▶ [Your task]:
Copy the lines from the one containing "target | brick townhouse building" through the end of the records, inclusive, and substitute "widest" for every "thickest" while leaving everything else unchanged.

▶ [Data to process]:

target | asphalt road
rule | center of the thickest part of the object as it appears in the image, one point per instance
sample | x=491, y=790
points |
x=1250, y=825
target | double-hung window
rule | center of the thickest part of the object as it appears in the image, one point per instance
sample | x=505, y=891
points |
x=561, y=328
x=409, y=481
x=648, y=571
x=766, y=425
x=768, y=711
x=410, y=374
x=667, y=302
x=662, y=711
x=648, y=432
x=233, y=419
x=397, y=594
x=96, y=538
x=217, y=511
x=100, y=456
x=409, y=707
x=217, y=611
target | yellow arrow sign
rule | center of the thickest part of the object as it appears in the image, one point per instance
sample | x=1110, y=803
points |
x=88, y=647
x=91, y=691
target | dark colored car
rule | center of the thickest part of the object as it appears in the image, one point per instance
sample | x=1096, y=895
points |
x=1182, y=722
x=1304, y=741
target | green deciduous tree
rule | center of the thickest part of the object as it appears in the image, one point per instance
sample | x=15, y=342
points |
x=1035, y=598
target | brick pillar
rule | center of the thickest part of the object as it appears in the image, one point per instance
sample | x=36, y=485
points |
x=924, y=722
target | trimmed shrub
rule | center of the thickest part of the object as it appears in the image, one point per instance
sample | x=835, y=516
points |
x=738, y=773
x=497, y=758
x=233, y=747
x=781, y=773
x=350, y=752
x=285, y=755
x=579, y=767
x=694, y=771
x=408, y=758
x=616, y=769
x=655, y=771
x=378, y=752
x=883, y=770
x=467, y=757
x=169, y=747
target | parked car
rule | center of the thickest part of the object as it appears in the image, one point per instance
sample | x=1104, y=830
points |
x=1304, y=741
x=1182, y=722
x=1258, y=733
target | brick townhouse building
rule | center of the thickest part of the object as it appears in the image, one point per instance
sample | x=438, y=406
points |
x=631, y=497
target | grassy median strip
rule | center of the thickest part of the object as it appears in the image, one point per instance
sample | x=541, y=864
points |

▶ [Answer to this exercise]:
target | brick townhouse building
rule | center of the widest part of the object as it appears in the image, one point per instance
sample | x=438, y=406
points |
x=631, y=497
target | grassy median strip
rule | center of the widest part of the object as it appears in the image, one point per instance
sample | x=541, y=864
points |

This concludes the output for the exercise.